◆ SET TASK:
The data follows this line. Copy verbatim the line with "Q: For each instance of the railway track" and each line after it to the end.

◆ RECORDS FOR PROCESSING:
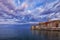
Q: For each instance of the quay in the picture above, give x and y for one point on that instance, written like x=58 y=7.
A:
x=50 y=25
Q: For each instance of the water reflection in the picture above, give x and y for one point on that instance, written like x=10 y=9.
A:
x=47 y=35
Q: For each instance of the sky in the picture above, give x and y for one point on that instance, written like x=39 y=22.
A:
x=24 y=11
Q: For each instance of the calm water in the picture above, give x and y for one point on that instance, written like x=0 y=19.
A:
x=23 y=32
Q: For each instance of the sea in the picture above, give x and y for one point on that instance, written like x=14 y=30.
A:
x=24 y=32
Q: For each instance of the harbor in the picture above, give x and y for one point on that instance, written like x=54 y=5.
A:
x=50 y=25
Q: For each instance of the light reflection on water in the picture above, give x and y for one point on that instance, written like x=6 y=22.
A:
x=47 y=35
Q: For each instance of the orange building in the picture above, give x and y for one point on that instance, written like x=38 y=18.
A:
x=50 y=25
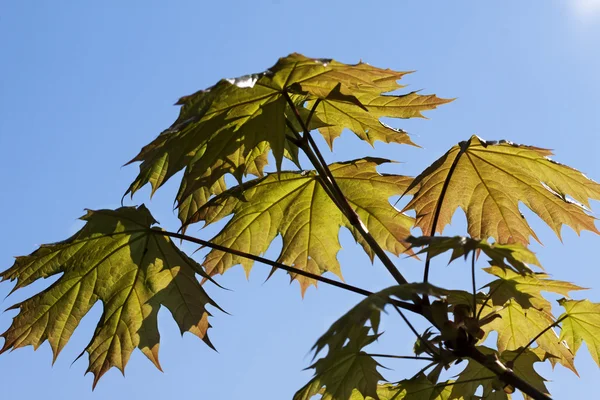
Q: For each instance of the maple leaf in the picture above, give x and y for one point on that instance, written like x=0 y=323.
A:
x=489 y=179
x=231 y=126
x=417 y=388
x=517 y=326
x=369 y=310
x=296 y=206
x=119 y=259
x=526 y=289
x=506 y=256
x=581 y=322
x=344 y=371
x=475 y=375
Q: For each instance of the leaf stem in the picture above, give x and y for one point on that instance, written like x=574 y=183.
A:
x=412 y=328
x=402 y=357
x=405 y=305
x=438 y=208
x=532 y=341
x=488 y=298
x=473 y=283
x=505 y=374
x=311 y=150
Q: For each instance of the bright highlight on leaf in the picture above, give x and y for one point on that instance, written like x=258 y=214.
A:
x=117 y=258
x=230 y=127
x=295 y=206
x=488 y=180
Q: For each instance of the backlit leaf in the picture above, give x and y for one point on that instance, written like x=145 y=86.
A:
x=488 y=180
x=513 y=256
x=516 y=327
x=344 y=371
x=119 y=260
x=581 y=322
x=525 y=289
x=295 y=206
x=476 y=375
x=230 y=127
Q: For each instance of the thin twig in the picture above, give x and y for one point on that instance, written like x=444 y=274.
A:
x=316 y=158
x=438 y=207
x=488 y=298
x=402 y=357
x=412 y=328
x=407 y=306
x=522 y=349
x=474 y=285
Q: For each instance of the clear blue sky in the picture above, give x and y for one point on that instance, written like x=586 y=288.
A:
x=83 y=85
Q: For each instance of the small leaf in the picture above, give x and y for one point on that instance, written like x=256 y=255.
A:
x=345 y=371
x=489 y=179
x=516 y=255
x=581 y=322
x=118 y=259
x=295 y=206
x=476 y=375
x=230 y=127
x=369 y=310
x=516 y=327
x=525 y=289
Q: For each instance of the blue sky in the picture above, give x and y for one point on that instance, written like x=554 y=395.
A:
x=84 y=85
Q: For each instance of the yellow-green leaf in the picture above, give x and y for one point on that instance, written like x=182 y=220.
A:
x=488 y=180
x=516 y=327
x=230 y=127
x=344 y=371
x=475 y=375
x=295 y=206
x=526 y=289
x=507 y=256
x=581 y=322
x=117 y=258
x=369 y=310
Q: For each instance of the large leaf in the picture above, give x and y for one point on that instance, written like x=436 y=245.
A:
x=517 y=326
x=581 y=322
x=475 y=375
x=231 y=126
x=295 y=206
x=344 y=371
x=118 y=259
x=489 y=179
x=526 y=289
x=506 y=256
x=369 y=310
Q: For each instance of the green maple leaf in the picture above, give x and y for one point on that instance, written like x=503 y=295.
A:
x=119 y=259
x=231 y=126
x=489 y=179
x=475 y=375
x=417 y=388
x=369 y=310
x=506 y=256
x=295 y=206
x=517 y=326
x=581 y=322
x=526 y=289
x=345 y=371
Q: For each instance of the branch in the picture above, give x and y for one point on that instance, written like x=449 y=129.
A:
x=473 y=283
x=505 y=374
x=522 y=349
x=401 y=357
x=407 y=306
x=438 y=207
x=316 y=158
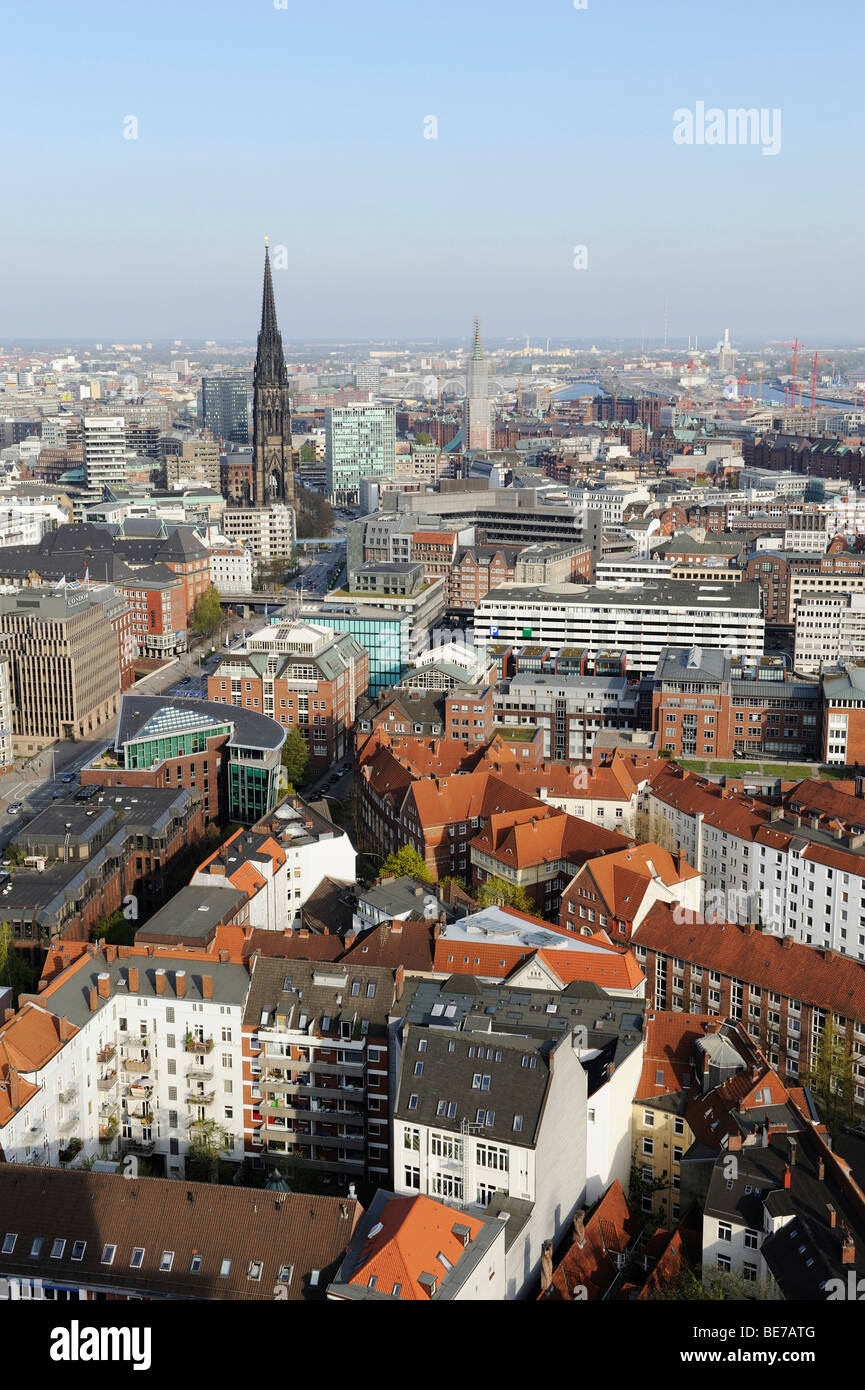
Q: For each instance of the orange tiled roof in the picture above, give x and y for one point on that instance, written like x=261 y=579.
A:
x=798 y=972
x=413 y=1232
x=609 y=1230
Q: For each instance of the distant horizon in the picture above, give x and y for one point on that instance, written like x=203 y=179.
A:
x=584 y=173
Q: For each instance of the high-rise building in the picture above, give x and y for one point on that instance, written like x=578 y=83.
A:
x=360 y=442
x=224 y=410
x=477 y=427
x=273 y=474
x=104 y=451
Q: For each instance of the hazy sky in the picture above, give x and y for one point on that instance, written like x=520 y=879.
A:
x=555 y=129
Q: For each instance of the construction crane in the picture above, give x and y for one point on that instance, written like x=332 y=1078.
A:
x=796 y=346
x=687 y=399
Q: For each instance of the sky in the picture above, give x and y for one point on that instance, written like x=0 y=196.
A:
x=417 y=163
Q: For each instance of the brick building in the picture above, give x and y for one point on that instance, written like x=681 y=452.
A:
x=778 y=988
x=303 y=676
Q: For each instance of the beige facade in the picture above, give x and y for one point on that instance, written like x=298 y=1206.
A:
x=64 y=663
x=661 y=1137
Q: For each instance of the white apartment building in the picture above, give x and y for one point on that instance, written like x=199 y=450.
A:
x=639 y=620
x=267 y=533
x=511 y=1119
x=810 y=886
x=231 y=567
x=829 y=628
x=130 y=1050
x=104 y=451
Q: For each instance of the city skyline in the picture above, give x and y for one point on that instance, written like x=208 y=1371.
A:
x=552 y=132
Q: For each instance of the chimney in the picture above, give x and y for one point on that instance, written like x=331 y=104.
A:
x=580 y=1228
x=547 y=1266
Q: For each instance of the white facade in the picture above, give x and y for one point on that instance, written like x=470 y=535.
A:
x=829 y=628
x=465 y=1168
x=640 y=620
x=78 y=1093
x=104 y=451
x=230 y=567
x=267 y=533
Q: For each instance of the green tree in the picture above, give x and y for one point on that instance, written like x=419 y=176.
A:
x=14 y=970
x=497 y=893
x=209 y=1140
x=295 y=755
x=207 y=613
x=405 y=863
x=832 y=1077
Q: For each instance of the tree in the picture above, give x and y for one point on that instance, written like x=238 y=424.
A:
x=207 y=613
x=497 y=893
x=14 y=970
x=295 y=755
x=832 y=1077
x=209 y=1140
x=405 y=863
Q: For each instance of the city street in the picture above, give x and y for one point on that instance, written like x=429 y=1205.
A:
x=36 y=781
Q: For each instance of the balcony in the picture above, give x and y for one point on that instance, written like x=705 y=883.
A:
x=200 y=1098
x=138 y=1146
x=138 y=1065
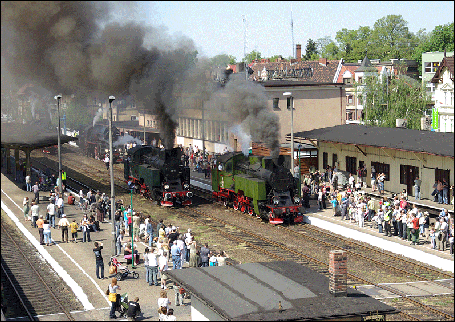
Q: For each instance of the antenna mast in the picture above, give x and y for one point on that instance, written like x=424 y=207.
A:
x=244 y=47
x=292 y=34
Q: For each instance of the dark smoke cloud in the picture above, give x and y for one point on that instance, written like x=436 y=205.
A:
x=76 y=48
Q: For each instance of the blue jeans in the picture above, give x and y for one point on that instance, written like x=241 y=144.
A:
x=99 y=268
x=52 y=220
x=445 y=193
x=47 y=237
x=417 y=192
x=86 y=236
x=176 y=261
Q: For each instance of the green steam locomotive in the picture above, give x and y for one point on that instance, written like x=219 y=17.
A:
x=257 y=186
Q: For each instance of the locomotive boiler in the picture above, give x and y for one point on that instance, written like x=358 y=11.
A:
x=159 y=174
x=258 y=186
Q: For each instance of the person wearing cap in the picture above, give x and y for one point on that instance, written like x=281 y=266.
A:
x=63 y=224
x=40 y=224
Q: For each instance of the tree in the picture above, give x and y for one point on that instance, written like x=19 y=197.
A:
x=385 y=100
x=252 y=56
x=391 y=38
x=440 y=39
x=311 y=51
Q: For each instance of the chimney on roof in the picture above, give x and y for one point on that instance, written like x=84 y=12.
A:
x=338 y=273
x=298 y=52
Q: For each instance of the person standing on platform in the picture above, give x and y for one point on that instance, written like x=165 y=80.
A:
x=63 y=224
x=99 y=260
x=26 y=208
x=417 y=183
x=51 y=213
x=34 y=210
x=40 y=224
x=35 y=190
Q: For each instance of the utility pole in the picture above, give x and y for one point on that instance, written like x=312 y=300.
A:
x=292 y=35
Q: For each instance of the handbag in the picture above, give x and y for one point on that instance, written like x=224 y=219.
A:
x=112 y=269
x=113 y=297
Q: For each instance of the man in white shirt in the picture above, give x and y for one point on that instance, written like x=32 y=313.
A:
x=51 y=212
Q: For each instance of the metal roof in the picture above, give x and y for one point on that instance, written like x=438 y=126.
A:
x=252 y=291
x=437 y=143
x=30 y=136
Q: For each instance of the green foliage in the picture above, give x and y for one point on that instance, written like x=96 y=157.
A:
x=252 y=56
x=396 y=98
x=440 y=39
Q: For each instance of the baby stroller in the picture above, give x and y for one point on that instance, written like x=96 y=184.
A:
x=123 y=307
x=122 y=271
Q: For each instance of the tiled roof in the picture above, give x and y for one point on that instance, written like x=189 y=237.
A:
x=306 y=71
x=447 y=62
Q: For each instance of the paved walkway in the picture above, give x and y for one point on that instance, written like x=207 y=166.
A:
x=75 y=262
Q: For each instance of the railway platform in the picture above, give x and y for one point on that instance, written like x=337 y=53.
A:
x=75 y=263
x=325 y=219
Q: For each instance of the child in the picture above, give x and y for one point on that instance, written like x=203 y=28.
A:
x=212 y=260
x=433 y=238
x=74 y=228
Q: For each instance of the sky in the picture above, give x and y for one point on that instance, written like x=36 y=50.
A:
x=218 y=27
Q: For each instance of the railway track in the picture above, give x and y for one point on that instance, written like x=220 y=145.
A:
x=37 y=287
x=278 y=251
x=277 y=254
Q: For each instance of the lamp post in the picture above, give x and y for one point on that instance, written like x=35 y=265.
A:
x=289 y=96
x=111 y=168
x=58 y=98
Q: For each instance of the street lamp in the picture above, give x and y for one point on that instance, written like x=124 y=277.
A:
x=111 y=167
x=58 y=98
x=289 y=96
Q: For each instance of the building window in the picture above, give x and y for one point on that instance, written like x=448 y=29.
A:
x=351 y=163
x=325 y=160
x=275 y=104
x=431 y=67
x=382 y=168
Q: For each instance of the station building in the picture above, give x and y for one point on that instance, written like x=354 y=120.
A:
x=401 y=154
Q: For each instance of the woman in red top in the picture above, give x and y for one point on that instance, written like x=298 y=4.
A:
x=415 y=231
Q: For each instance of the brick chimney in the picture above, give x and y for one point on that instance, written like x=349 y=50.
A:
x=298 y=52
x=338 y=273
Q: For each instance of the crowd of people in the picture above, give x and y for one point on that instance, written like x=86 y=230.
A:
x=393 y=218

◆ RESPONSE:
Q: For each instance of the railway track in the picture above, give x and y for one point on that instance, written like x=220 y=145.
A:
x=37 y=287
x=278 y=251
x=277 y=254
Q: For each instance of the lamp post in the picture above, give x and y for one point on that instance, written like x=35 y=265.
A:
x=289 y=96
x=111 y=168
x=58 y=98
Q: For each instance of the street lamp in the picture above, give x and y for one point on that instance, written like x=124 y=277.
A:
x=111 y=167
x=58 y=98
x=289 y=96
Q: For each instance of the building window in the picture above, give x and y for one point on that instance, written like x=448 y=29.
A:
x=351 y=163
x=325 y=160
x=275 y=104
x=431 y=67
x=382 y=168
Q: For each instance of the station building in the picture above, give x and y for one point on that instance, written like x=354 y=120.
A:
x=401 y=154
Q: For each instance of the woman in red top in the picture above, give x and y for one point on that instance, written like x=298 y=4.
A:
x=415 y=231
Q: For each instance of the brick chimney in the picture above, give x and y for one point on that instance, written like x=349 y=50.
A:
x=298 y=52
x=338 y=273
Q: For each instance of the crowd of people in the picture above, give x and y for one point on that instance, written like x=86 y=230.
A:
x=393 y=218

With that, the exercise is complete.